───── LISTING

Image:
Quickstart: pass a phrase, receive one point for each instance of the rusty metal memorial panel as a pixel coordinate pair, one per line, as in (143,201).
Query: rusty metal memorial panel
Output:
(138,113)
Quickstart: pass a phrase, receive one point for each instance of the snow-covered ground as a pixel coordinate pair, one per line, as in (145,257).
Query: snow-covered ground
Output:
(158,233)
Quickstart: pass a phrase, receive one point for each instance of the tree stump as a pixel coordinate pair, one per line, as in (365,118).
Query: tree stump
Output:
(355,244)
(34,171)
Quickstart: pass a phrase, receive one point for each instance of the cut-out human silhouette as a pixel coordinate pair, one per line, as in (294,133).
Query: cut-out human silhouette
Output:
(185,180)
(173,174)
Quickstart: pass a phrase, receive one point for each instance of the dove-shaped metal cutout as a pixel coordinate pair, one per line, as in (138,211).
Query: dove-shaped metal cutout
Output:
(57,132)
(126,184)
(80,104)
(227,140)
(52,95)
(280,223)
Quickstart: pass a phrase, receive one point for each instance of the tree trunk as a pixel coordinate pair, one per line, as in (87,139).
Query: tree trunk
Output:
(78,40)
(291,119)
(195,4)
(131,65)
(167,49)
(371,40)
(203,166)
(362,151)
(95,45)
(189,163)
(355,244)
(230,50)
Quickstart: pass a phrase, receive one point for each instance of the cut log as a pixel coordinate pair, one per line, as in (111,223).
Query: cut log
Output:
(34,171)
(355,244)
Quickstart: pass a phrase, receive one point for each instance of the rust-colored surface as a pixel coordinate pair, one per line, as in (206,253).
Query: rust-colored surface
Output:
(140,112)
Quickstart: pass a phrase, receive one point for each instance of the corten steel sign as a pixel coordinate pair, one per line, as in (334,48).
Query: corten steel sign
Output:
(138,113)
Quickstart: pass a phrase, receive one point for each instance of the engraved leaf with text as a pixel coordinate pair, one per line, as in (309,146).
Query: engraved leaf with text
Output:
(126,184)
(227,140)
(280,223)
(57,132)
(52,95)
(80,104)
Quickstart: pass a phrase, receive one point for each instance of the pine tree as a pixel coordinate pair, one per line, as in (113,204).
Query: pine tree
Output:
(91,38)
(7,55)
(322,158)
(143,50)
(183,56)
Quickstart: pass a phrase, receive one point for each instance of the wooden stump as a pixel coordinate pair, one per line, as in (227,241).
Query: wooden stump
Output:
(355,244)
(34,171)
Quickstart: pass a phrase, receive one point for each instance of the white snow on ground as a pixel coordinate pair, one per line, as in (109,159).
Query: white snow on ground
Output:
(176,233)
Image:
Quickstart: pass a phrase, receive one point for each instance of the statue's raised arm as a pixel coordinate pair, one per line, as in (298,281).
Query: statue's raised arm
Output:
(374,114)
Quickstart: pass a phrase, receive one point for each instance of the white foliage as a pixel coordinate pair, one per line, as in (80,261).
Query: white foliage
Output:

──────────

Output every line of the entries above as a JSON list of strings, one string per line, omitting blank lines.

• [ANSWER FOR THIS EXERCISE]:
[
  "Image:",
  "Quickstart: pass a phrase, receive one point for each instance of the rusty metal memorial panel as a pixel coordinate pair, one per line, as in (143,201).",
  "Query: rusty metal memorial panel",
  "Output:",
  "(138,113)",
  "Quickstart: pass a phrase, receive one point for each instance of the snow-covered ground as a pixel coordinate pair, one per line, as in (145,257).",
  "Query: snow-covered ground",
  "Output:",
  "(158,233)",
  "Quickstart: pass a phrase, receive one point for each instance of the tree stump as a pixel coordinate pair, one per line, as in (365,118).",
  "Query: tree stump",
  "Output:",
  "(355,244)",
  "(34,171)",
  "Quickstart: pass a phrase, receive one point for each instance of the cut-out human silhouette as a pixel coordinate pair, one per line, as in (294,133).",
  "Query: cut-out human silhouette",
  "Output:",
  "(185,180)",
  "(173,174)",
  "Quickstart: pass a phrase, receive one point for each instance of the dove-shaped metal cutout as a pixel coordinate pair, one per line, as in (138,211).",
  "Query: dove-shaped metal cutout",
  "Output:",
  "(57,132)",
  "(126,184)",
  "(80,104)",
  "(227,140)",
  "(52,95)",
  "(280,223)",
  "Quickstart: pass a phrase, receive one point for each instance of the tree trunk as a pixel coordinate pair, one per line, as in (87,139).",
  "Query: tree trunk",
  "Output:",
  "(78,40)",
  "(291,119)",
  "(195,4)",
  "(131,65)",
  "(167,49)",
  "(371,40)",
  "(203,166)",
  "(362,151)",
  "(95,45)",
  "(189,163)",
  "(355,244)",
  "(230,50)",
  "Quickstart: pass a phrase, receive one point for each instance of the cut log as a pixel coordinate pair, one per line, as in (111,223).",
  "Query: cut log",
  "Output:",
  "(34,171)",
  "(355,244)",
  "Quickstart: pass a phrase, receive one point for each instance of the rust-colored surface as a pixel coordinate pair, one per line, as in (206,253).",
  "Query: rust-colored surface",
  "Output:",
  "(140,112)",
  "Quickstart: pass a phrase, receive one point for each instance of the corten steel sign as a pixel coordinate pair, one per line, as in (334,48).",
  "Query: corten steel sign",
  "Output:",
  "(138,113)",
  "Quickstart: pass a phrase, receive one point for each instance of the engraved leaf with text as a pixel coordinate pair, one per line, as in (309,146).",
  "Query: engraved leaf with text",
  "Output:",
  "(126,184)",
  "(227,140)",
  "(280,223)",
  "(57,132)",
  "(52,95)",
  "(80,104)",
  "Quickstart: pass a phrase, receive one point for each instance of the pine tree as a pixel coordinate pair, one per line, as in (113,204).",
  "Query: pine tree",
  "Output:",
  "(91,38)",
  "(7,55)",
  "(322,158)",
  "(143,50)",
  "(183,56)",
  "Quickstart: pass a phrase, receive one point for each instance of the wooden stump as a pixel coordinate pair, one per line, as in (227,241).",
  "Query: wooden stump",
  "Output:",
  "(355,244)",
  "(34,171)",
  "Quickstart: pass a phrase, receive one point for each instance of the white snow on ground as a pixel coordinate pair, one per line, as in (109,159).",
  "Query: white snow on ground",
  "Output:",
  "(176,233)",
  "Image:",
  "Quickstart: pass a phrase, receive one point for each instance of the statue's raised arm as a pixel coordinate pair, one per line, as in (298,281).",
  "Query: statue's raised arm",
  "Output:",
  "(374,114)",
  "Quickstart: pass a phrase, receive one point for each instance of the white foliage as a pixel coordinate pair, one per line, as in (80,261).",
  "Query: white foliage",
  "Output:"
]